(Short problem) Reproduce all the entries exactly and keep the pictures out.

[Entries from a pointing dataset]
....
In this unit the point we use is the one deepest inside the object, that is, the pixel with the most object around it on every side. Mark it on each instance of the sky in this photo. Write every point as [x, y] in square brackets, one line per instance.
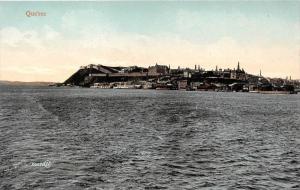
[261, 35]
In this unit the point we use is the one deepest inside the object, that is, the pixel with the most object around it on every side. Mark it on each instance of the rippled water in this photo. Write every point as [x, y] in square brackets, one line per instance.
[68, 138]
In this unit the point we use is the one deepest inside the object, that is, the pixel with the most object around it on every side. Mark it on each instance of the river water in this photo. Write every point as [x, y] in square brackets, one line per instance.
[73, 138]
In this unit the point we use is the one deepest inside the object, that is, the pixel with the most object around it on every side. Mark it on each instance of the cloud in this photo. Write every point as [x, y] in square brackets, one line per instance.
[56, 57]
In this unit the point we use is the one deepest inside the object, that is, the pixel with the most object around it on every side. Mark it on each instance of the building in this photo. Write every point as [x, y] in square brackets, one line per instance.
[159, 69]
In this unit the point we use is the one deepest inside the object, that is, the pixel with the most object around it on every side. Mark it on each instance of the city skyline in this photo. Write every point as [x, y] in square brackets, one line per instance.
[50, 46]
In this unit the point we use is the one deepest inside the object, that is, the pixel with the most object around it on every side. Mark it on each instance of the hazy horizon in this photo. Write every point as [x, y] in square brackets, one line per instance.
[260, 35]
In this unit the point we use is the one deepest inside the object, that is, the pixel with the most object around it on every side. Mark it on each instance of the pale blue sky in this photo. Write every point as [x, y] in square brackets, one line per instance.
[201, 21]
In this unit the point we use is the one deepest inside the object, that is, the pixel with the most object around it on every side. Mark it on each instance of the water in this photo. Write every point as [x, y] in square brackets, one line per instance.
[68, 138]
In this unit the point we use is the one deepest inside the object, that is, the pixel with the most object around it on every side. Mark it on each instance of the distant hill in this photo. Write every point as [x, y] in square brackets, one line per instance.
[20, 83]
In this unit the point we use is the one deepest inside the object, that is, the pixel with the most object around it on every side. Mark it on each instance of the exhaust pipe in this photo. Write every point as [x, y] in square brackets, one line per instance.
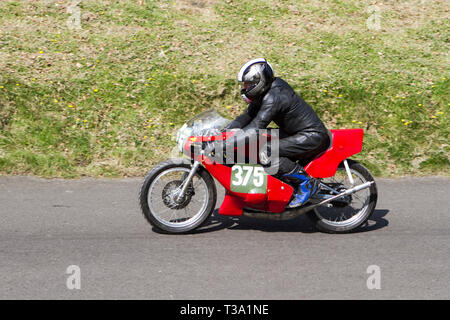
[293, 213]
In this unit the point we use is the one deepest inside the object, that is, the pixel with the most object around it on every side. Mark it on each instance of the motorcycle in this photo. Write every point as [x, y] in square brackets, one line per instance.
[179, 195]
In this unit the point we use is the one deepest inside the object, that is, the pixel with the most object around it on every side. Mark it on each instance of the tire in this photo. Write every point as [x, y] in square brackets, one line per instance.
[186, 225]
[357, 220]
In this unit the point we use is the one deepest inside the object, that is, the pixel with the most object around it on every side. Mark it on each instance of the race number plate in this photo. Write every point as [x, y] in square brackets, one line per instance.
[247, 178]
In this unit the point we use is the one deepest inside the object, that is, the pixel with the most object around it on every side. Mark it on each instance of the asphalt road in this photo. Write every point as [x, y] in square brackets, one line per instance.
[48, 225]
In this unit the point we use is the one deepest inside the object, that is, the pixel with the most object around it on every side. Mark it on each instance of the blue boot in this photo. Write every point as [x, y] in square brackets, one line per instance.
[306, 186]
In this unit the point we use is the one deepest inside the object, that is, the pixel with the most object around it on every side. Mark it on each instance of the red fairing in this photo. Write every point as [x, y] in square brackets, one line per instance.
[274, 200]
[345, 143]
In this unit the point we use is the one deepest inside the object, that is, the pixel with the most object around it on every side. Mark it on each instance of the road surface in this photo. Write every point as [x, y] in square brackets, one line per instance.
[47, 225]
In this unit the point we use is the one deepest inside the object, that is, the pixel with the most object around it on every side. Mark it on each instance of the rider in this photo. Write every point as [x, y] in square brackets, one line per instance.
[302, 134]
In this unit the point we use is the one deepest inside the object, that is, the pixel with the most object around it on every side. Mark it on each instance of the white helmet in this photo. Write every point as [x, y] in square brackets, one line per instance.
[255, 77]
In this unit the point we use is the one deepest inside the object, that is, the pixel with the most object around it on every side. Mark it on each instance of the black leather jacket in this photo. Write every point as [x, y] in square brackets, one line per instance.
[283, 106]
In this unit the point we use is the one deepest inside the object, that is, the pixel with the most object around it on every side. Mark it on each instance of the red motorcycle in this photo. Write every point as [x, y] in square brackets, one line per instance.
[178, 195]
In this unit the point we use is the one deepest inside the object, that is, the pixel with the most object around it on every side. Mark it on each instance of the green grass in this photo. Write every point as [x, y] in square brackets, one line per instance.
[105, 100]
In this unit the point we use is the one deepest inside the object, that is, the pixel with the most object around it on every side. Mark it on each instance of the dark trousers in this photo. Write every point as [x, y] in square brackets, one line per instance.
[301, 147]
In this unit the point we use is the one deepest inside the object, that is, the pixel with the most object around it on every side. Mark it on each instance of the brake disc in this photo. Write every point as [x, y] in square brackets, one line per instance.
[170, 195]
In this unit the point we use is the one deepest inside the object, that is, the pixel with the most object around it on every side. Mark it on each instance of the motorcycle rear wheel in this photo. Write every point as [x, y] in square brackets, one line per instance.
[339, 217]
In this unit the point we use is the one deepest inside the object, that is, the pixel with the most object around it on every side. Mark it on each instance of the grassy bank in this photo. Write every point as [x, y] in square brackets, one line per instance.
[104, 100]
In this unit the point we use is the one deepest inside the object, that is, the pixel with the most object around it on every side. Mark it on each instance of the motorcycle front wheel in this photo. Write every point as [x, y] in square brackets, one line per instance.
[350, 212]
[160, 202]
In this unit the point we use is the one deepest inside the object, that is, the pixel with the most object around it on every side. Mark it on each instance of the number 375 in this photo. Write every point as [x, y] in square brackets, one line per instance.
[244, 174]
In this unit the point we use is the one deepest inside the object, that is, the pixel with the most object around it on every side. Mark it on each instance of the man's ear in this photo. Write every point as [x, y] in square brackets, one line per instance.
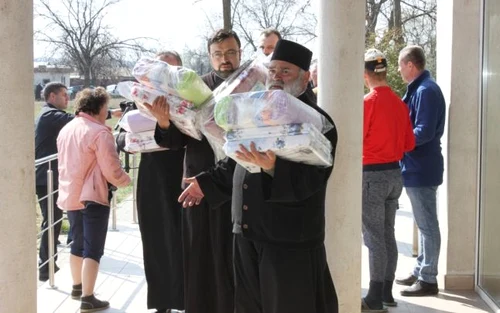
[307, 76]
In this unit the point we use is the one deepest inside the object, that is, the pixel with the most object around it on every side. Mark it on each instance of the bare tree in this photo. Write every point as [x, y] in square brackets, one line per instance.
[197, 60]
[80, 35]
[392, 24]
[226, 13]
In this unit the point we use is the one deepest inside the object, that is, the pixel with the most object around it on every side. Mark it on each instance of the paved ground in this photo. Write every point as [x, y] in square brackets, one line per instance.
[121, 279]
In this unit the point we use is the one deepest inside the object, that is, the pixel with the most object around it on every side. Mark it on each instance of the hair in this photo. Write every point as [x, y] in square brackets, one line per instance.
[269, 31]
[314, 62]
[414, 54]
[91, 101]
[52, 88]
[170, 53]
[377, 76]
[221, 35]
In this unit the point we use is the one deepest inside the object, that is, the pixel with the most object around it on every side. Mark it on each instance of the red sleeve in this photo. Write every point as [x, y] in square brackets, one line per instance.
....
(Answer to the exercise)
In this unit the point we use is the one deepest inside the object, that is, the pixel with the most object around it on every side. Mark it on each instance of the sky in this photo. Write every point as [x, y] in square brackets, one line per instance.
[261, 35]
In this unit the point we use is the one deepest inside the object, that is, the pixel with the most object around it on every side. Mark it on each instance of the rippled water in this photo. Write every point as [x, y] in square brackets, one line per instance.
[68, 138]
In this unit the point we use is the one deepest inside the object, that is, the pixel with the most object around it on every side. Mark it on each instance of the river water in this photo. Write every point as [x, y] in square brackets, one line per instance.
[73, 138]
In this unit the point we use is the one deepest inside the object, that is, the pixel with the most object around it on every side. Mark it on each instance of the cloud in this photo. Write every point as [x, y] in square brackets, one line per instance.
[56, 57]
In this unit the point we use is the one deepest inside the object, that is, the pixel with the most object around it on every side. Mark it on each instance of the building in this photo. Write every point as [x, y] in square brackets, one line per instance.
[159, 69]
In this unit the point we use is the one deepest inside the object, that is, the pixel with the most object around it on every side. Mark it on each instance of the city skyline in this photo. Write every point as [x, y] in square brackets, one line per instance.
[50, 46]
In this unit the point we use is the one deepest inside the object, that is, the pixel with the most object around it on every side. Mark it on each instance of the hazy horizon in this photo. Write every point as [x, y] in square brackets, one line per instance.
[260, 35]
In this unit the point we use is the one deepest inside the object, that is, the pixel with the most object around it on every side. Mark it on each instance of the pale blue sky in this photo. Write every point as [x, y] in square brackets, one line per instance.
[201, 21]
In this unit the point we use is the one deepest inside the object, that is, the pixel with the most object around it on every side. Mark it on each instance of the water in this photo. Write every point as [x, y] in square brackets, one line per instance.
[68, 138]
In this unit the point we use is the one deepest inside the object, that is, the pixel with the most object around it on every side. Mark it on each instance of the distant hill in this photo. Write every point as [x, y] in square brackets, one line per instance.
[20, 83]
In this unit the point we use is the one deepest inside the object, that is, the pixel with the most object around it on every side. Mark it on each instance of the exhaust pipe in this photo. Write every point as [x, y] in square brackets, one line per instance.
[293, 213]
In this unit the point we use is the one deepest inside the object, that is, the pixel with the most object around it on every side. Mark it on each instance of the motorcycle in this photo. Write every point as [x, y] in square brackets, one line per instance.
[179, 195]
In this unit the point we use is the one deepest inside the object, that is, the pixel with the most object around it on every side. Mark it on each instance of the tire in this photo. Write every point as [x, y] in square brackets, one line per instance.
[186, 225]
[357, 220]
In this unit the point we use is the one deepest inside the object, that is, the pixel with the most object around it on every side. Mark it on each instance of the race number plate in this photo. Write every point as [x, y] in square brackets, one line per instance.
[247, 178]
In this unit the point we use is the one deepest inside the object, that is, the pixel with the most object around it on every side. Mark it on each instance of the asphalt road in this photo. Write every point as [x, y] in square brackets, one line per instance.
[48, 225]
In this unit the point we use is the one deepest inside the object, that is, the pixel with the most object around it on every side. Mark it on each instance of the blue boot in this photo. Write every point as [x, y] in square brackets, one line per instance.
[306, 186]
In this unit the point we use is the one deepest inside the object, that is, the pixel with the most object around it on every side. Mark it on each instance of the red fairing in this photo. Write every point as [x, y] in square brackets, one line per instance.
[274, 200]
[345, 143]
In this unit the point we use is the one deepest inside the object, that is, the pixel with the most object around it on every side. Mark it on each instance of the road surface in this photo. Write every point as [x, y] in square brackets, one line per instance.
[47, 225]
In this unit the point we use is the one deepest inside the object, that is, the pixel with the most object around it on every side. Mark it on each instance of the rider in this photo. Write every point as [x, y] in square brackets, one line per instance.
[302, 134]
In this unit the point we use is the one deepest inside the object, that is, the pixel with the most object around it on every side. Mark it on each instance of the white helmet in this photo. Write every point as [x, y] in square brackets, one line per instance.
[255, 77]
In this unit the point we use is the one deepest inside the object, that is, the pixel with the most object around it on every side. Mark it on each instance of the black leather jacket in this photo. Write every point as [x, y] in square brackets, one line per instance.
[283, 106]
In this unit the point we use is the one deepest inside the object, that is, the pixel with the most object around it on every side. Mark it on each instance of the red motorcycle in this photo. Write every point as [x, y] in square brackets, one line per instance.
[178, 195]
In this unit the point we use is the one deepest inside the object, that is, the pixel with the most object around it on every side. Mark it on each instance of the green grass in this photo. Write every point as [x, y] in square brackets, one line per instance.
[105, 100]
In this unit the point we use is the one deepest inside the object, that is, the pixel with the most object around it on every side. Mark it on each instance of the dark trousers in this photo. Write every point as [x, y] in square brackets, one line per instance.
[301, 147]
In this unit the point we use is the one deepest inside the object, that is, the pixel with the most object around it on every side. Mark it on each instance of the brake disc in this photo. Write every point as [x, y] in square brackets, one line per instance.
[170, 195]
In this unit the point we use is the one deepest inside the object, that is, the pixel with the most object around it on every side. Mark it on each instance of the motorcycle rear wheel in this photo. Write every point as [x, y] in square brackets, one line per instance.
[339, 217]
In this unit the point we use is the one deepest inside the object, that is, the pixel with the most object around it on every side. Mark it on each instance of the grassy bank in this photo. Write every point as [x, y] in square brackets, one line per instance.
[104, 100]
In this unit the point we use is the one deepest inside the object, that is, the pixel with the most object around it on every side. Mark it on each instance of the motorcycle front wheel in this photo. Write every point as [x, y] in square brackets, one line per instance.
[350, 212]
[160, 202]
In this unit the point we use is the one deepest inside the object, that is, the pixel with the most object around it on every side. Mark it on each instance of the number 375 in this photo. Write every point as [x, y] in square brackets, one line per instance.
[244, 174]
In this unit the point we use is the one deepest inside the object, that is, the pixel with the most object around it on every side. Mark it on each instance of the man's ear in this photo. Write every point as [x, y] in square brackets, one line per instance.
[307, 76]
In this unit the point we use is the one deepest inside the object, that is, the pixel with the most object around it on every side. Mark it on each instance of the bare tree in this photo. Write every point as [x, y] in square brackets, one line per instance.
[197, 60]
[80, 35]
[392, 24]
[226, 13]
In this unit the point we use is the one deepest inside the object, that is, the pixel with the most object around it on every side. Mark it on each instance of the paved ground in this photo. Write every point as [x, y] in square brackets, one line per instance.
[121, 279]
In this unit the point we use is the one deepest inside the object, that is, the pixel with the most object around it on every side. Mark it on each instance of the hair in this photo. Write every point as [x, y] in square brackets, one line per instance.
[269, 31]
[314, 62]
[414, 54]
[91, 101]
[52, 88]
[170, 53]
[377, 76]
[221, 35]
In this unit the point we use is the one deepest inside the object, that is, the pixel with the most object around it on every side. Mark it on each instance of the red sleeve in this photo. Write every point as [x, y] in square brackets, one line per instance.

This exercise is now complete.